*Directives:*
[A] In the text on alignment in dialogue, what did debriefing questions indicate about participants?
[B] Quote the passage from the text on alignment in dialogue, starting with the words "There is much" and going on through the words "to align grammar.".

There is much evidence for alignment in dialogue, starting with studies of ‘speech accommodation’ (Giles et al., 1992) and analyses of transcripts (e.g. Tannen, 1989). In an experimental study, Garrod and Anderson (1987) found that players in a maze game tend to use the same terms to refer to their positions in a maze (e.g. ‘row’ or ‘level’) and to use the same description schemes, for example referring to their positions by coordinates (‘B6’ or ‘D8’) or paths (‘two along three up’, or ‘four along one up’). We have also found that interlocutors align their ‘reference frames’, for example whether they interpret ‘left of’ in relation to their own orientation or the orientation of the reference object (Watson et al., 2004). But our work has focused on the remarkably strong tendency to align grammar.

Alignment of grammar
People tend to repeat their own grammatical choices (Bock, 1986; Pickering & Branigan, 1998) and therefore show syntactic priming (or syntactic persistence). Could such priming occur between interlocutors in dialogue? If so, it would indicate that comprehension and production share grammatical representations.

To investigate this, we had a participant and a confederate play a game in which they took turns to describe cards to each other and to find the matching card in an array in front of them (Branigan et al., 2000). They were told that we were interested in how people communicated when they could not see each other, but in fact we wanted to see whether the participant repeated the confederate’s choice of grammatical form. We found an enormous effect (by the standards of experimental psychology). For example, depending on whether confederates produced ‘the chef giving the jug to the swimmer’ or ‘the chef giving the swimmer the jug’ (which are grammatically distinct constructions with very similar meanings), participants tended to repeat the confederate’s choice of grammatical form. In such studies, debriefing questions indicate that participants are not aware of what they are doing. We argue that tendency to repeat linguistic form underlies alignment in dialogue.

*Dataset content:*
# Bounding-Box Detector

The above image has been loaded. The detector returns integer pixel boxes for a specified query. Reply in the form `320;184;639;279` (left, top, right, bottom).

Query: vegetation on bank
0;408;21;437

*In response:*
[A] They indicated that participants are not aware of what they are doing.

[B]
There is much evidence for alignment in dialogue, starting with studies of ‘speech accommodation’ (Giles et al., 1992) and analyses of transcripts (e.g. Tannen, 1989). In an experimental study, Garrod and Anderson (1987) found that players in a maze game tend to use the same terms to refer to their positions in a maze (e.g. ‘row’ or ‘level’) and to use the same description schemes, for example referring to their positions by coordinates (‘B6’ or ‘D8’) or paths (‘two along three up’, or ‘four along one up’). We have also found that interlocutors align their ‘reference frames’, for example whether they interpret ‘left of’ in relation to their own orientation or the orientation of the reference object (Watson et al., 2004). But our work has focused on the remarkably strong tendency to align grammar.